Segment Open

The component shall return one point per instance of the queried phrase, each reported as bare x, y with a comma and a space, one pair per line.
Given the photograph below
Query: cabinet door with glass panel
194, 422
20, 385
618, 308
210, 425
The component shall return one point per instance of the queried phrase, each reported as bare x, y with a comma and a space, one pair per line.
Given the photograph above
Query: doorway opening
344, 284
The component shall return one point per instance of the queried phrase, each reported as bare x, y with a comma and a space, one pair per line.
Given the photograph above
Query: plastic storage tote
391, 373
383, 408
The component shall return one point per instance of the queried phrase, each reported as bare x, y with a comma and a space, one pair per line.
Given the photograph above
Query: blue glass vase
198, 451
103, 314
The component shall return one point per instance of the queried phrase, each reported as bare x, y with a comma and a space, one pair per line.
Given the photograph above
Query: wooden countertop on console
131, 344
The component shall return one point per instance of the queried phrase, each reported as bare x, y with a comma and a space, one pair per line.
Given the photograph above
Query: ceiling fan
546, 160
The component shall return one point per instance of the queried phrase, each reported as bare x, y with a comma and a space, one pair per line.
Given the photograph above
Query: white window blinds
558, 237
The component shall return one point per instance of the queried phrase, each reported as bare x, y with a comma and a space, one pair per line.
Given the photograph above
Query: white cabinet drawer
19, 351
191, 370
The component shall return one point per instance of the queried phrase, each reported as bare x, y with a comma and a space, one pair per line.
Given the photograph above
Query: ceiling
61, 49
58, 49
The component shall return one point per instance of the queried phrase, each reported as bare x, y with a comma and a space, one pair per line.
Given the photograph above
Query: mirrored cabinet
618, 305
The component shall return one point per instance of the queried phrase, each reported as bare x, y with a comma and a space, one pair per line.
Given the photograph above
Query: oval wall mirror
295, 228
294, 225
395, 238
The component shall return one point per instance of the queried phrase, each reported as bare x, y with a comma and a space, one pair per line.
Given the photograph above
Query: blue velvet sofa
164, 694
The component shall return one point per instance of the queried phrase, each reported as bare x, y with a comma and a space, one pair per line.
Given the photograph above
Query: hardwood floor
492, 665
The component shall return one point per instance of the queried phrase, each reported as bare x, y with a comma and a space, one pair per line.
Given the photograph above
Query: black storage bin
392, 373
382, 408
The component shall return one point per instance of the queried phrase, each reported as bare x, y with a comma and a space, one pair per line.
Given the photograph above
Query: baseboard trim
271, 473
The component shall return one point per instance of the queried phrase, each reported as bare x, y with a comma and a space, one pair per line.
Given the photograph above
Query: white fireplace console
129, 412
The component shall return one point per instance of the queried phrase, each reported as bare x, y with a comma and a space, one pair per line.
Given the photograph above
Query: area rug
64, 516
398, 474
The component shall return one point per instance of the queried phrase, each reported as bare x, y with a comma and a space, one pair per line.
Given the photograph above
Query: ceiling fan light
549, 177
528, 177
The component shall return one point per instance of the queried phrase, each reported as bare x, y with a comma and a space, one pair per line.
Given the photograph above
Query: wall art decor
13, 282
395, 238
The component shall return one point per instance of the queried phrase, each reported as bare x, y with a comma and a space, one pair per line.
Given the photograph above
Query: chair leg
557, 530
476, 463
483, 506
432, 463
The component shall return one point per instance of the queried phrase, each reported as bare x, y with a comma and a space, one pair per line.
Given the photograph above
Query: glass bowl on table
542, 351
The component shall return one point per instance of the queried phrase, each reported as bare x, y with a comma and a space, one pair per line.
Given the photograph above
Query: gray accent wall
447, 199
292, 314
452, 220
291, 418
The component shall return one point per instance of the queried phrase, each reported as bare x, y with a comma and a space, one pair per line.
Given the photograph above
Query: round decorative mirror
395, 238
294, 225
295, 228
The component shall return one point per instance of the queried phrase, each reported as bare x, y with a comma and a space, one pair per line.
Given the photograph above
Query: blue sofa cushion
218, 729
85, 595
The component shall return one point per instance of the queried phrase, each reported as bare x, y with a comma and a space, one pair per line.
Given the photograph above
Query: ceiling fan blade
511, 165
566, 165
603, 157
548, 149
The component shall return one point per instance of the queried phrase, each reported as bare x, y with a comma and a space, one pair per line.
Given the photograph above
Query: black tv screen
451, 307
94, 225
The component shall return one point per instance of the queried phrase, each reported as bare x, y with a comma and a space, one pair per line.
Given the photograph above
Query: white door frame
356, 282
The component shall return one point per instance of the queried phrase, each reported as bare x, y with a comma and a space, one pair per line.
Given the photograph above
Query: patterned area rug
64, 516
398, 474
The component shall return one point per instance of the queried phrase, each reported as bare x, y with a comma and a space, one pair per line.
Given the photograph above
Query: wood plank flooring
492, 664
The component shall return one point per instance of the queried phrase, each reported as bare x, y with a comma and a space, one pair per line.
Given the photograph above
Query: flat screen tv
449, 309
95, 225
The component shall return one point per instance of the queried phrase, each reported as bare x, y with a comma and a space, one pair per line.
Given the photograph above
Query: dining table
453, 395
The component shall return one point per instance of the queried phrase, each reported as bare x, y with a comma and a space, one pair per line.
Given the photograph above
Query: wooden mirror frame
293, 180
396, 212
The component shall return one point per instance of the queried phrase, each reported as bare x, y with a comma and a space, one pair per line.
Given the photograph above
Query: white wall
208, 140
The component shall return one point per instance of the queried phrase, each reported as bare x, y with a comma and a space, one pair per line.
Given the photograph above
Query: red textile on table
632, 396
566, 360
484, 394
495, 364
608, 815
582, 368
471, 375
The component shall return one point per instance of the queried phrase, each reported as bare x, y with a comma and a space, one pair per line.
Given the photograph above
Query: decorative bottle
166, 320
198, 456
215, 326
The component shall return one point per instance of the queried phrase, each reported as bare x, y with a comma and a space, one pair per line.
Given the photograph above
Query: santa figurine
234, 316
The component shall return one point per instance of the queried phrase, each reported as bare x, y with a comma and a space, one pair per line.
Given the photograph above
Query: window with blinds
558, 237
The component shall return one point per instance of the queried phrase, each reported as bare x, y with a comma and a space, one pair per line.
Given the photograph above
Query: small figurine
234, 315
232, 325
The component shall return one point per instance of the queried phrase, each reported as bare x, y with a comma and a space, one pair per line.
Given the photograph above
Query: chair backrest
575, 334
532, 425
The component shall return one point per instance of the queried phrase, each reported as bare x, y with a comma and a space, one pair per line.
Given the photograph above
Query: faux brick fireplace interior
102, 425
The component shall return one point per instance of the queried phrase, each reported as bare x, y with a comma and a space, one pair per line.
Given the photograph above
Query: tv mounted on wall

Segment Closed

From the first line through the last, repeat the entries exactly.

The component shall return one point per instance of the queried phrase, each reported as bare x, y with a comma and a space, one pair per line.
Given the photograph below
Query: cabinet door with glass panel
194, 422
20, 385
618, 308
210, 425
The component shall return one point per instance of the queried phrase, each reported as bare x, y with a comma and a space, one pair per line.
Given the photograph above
Query: doorway opening
344, 284
The component shall return one point per instance of the queried phrase, each reported as bare x, y with a comma and a space, one pair per line.
Given the photograph above
Query: plastic storage tote
391, 373
383, 408
The component shall return one point per instance of the queried phrase, each reported as bare x, y with a comma and a space, one pair per line.
Given the photograph above
Query: blue glass vase
198, 451
103, 314
The component shall return one point per instance of the queried phrase, each reported as bare x, y with a comma and a space, one pair per line.
Given the photograph above
Query: wooden countertop on console
131, 344
The component shall return one point per instance of the queried phrase, each reported as bare x, y with a comma and a space, one pair per line.
Given the photograph above
Query: ceiling fan
546, 160
The component shall return one point per instance of the queried phrase, each reported as bare x, y with a comma and a space, one pair per line.
Given the photograph above
Query: white window blinds
558, 237
The component shall return one point per instance of the queried phrase, each reported as bare x, y with a comma and a space, one pair per line.
Given the photograph above
Query: white cabinet drawer
19, 351
191, 370
The component shall return one point per instance of the queried phrase, each reported as bare x, y with a comma and a space, one pair per line.
Given the photograph above
Query: ceiling
61, 49
58, 49
The component shall return one point per instance of the queried phrase, each reported as bare x, y with a comma and a space, one pair per line.
Given the photograph above
Query: mirrored cabinet
618, 305
The component shall return one point per instance of the queried phrase, each reported as bare x, y with a comma and a space, one pair per line.
Given the photograph above
Query: oval wall mirror
295, 228
294, 225
395, 238
The component shall return one point per instance of the queried phrase, each reported as bare x, y with a comma and a space, one pair per line.
Given the photograph above
Query: blue velvet sofa
164, 694
The component shall return one point per instance of the queried phrase, each reported as bare x, y with a comma and a space, one pair per line.
Given the photograph above
Query: hardwood floor
492, 665
The component shall return one point per instance of the queried phrase, each reported as bare x, y with a comma and a space, one pair per line.
Given the photograph above
Query: black storage bin
392, 373
382, 408
The component shall return one point per instance of the queried phrase, each reported as bare x, y with a comma and a space, one pair per line.
Given the photograph above
Query: baseboard trim
271, 473
The component shall return one point per instance of the queried phrase, each reported as bare x, y with a comma and a space, one pair per line.
Given the photograph above
Query: white fireplace console
129, 412
The component shall return one point per instance of the queried phrase, each reported as bare x, y with a comma and a space, one pair per line.
Given the photograph above
Query: area rug
64, 516
398, 474
The component shall return one point per instance of the queried phrase, each reported as bare x, y with a comma and a space, one pair per line.
Given the photograph above
Query: ceiling fan light
549, 177
528, 177
The component shall return one point per instance of the queried phrase, each reported as bare x, y with a comma and a space, one pair per line.
Given the photograph above
Query: wall art decor
13, 282
395, 238
The component shall return one point per instance of the queried phrase, each reported as bare x, y with a comma and a space, one pair per line.
Given the photograph above
Query: chair leg
557, 530
476, 463
483, 506
432, 463
The component shall return one point per instance of the queried phrase, each reported as bare x, y with a comma and a space, one pair per line.
Given the photograph above
Query: glass bowl on table
542, 351
The component shall return one point per instance of the queried phrase, each reported as bare x, y with a comma and a space, one pair per line.
Given the photograph above
Query: gray accent wall
447, 199
292, 314
452, 220
291, 418
The component shall return one point per instance of the queried phrase, each reported as bare x, y with a comma and a space, one pair per line.
Given the photograph above
Query: round decorative mirror
395, 238
294, 225
295, 228
The component shall return one point per instance of the queried phrase, each reported as bare x, y with a comma and a space, one pair per line.
Given the photograph above
Query: blue sofa cushion
218, 729
85, 595
The component shall return one point per instance of the queried phrase, each reported as bare x, y with a comma and a space, one pair per line.
Given the photograph above
Query: ceiling fan blade
511, 165
566, 165
603, 157
548, 149
The component shall return one point per instance of the queried phrase, each reported as bare x, y with a comma and a space, one pair per line.
Given the photograph above
Query: black tv screen
451, 307
94, 225
The component shall return one point per instance of the queried phrase, each reported as bare x, y with a comma and a space, one pair per line.
Given the photograph above
Query: white door frame
356, 282
The component shall return one point per instance of the queried phrase, each reported as bare x, y with a comma and a space, one pair per line.
Given the photograph above
Query: patterned area rug
64, 516
398, 474
The component shall return one point per instance of the queried phrase, each reported as bare x, y with a comma and a space, one pair per line.
Given the photograph above
Query: wood plank flooring
492, 664
The component shall return one point per instance of the queried phrase, each reported as bare x, y with a comma and a space, one pair per line.
Given the photograph above
Query: flat screen tv
449, 309
95, 225
The component shall return one point per instance of the queried phrase, each reported as bare x, y with a comma and a space, one pair per line.
Given the photograph above
Query: dining table
453, 395
The component shall return one point per instance of the queried phrase, each reported as bare x, y with a comma and a space, one pair per line.
Given the photograph above
Query: wooden mirror frame
293, 180
396, 212
The component shall return one point per instance of the queried phrase, each reported as bare x, y with a comma and a space, one pair per line.
Given the photograph above
Query: white wall
208, 140
The component shall return one point per instance of the queried phrase, each reported as bare x, y with a comma and a space, one pair per line.
Given the photograph above
Query: red textile on table
632, 396
566, 360
484, 394
495, 364
608, 815
582, 368
471, 375
The component shall return one point per instance of the queried phrase, each reported as bare x, y with a comma and a space, one pair per line.
Given the photograph above
Query: decorative bottle
166, 320
198, 456
215, 326
The component shall return one point per instance of the queried phrase, each reported as bare x, y with a comma and a space, one pair per line.
Given the photograph above
Query: santa figurine
234, 316
The component shall return one point per instance of the queried phrase, each reported as bare x, y with a comma and a space, one pair per line.
Given the photograph above
Query: window with blinds
558, 237
The component shall return one point per instance of the queried phrase, each reported as bare x, y with a comma and a space, one pair per line.
Given the photograph above
Query: small figurine
234, 315
232, 325
The component shall return one point per instance of the queried phrase, each reported as bare x, y with a comma and a space, one pair per line.
Given the photograph above
Query: chair backrest
575, 334
532, 425
The component shall return one point per instance of the queried phrase, each reported as bare x, y with a comma and a space, one pair per line.
Given the photograph above
Query: faux brick fireplace interior
102, 425
The component shall return one point per instance of the queried phrase, each reported as bare x, y with a comma and a space, one pair per line.
Given the photograph above
Query: tv mounted on wall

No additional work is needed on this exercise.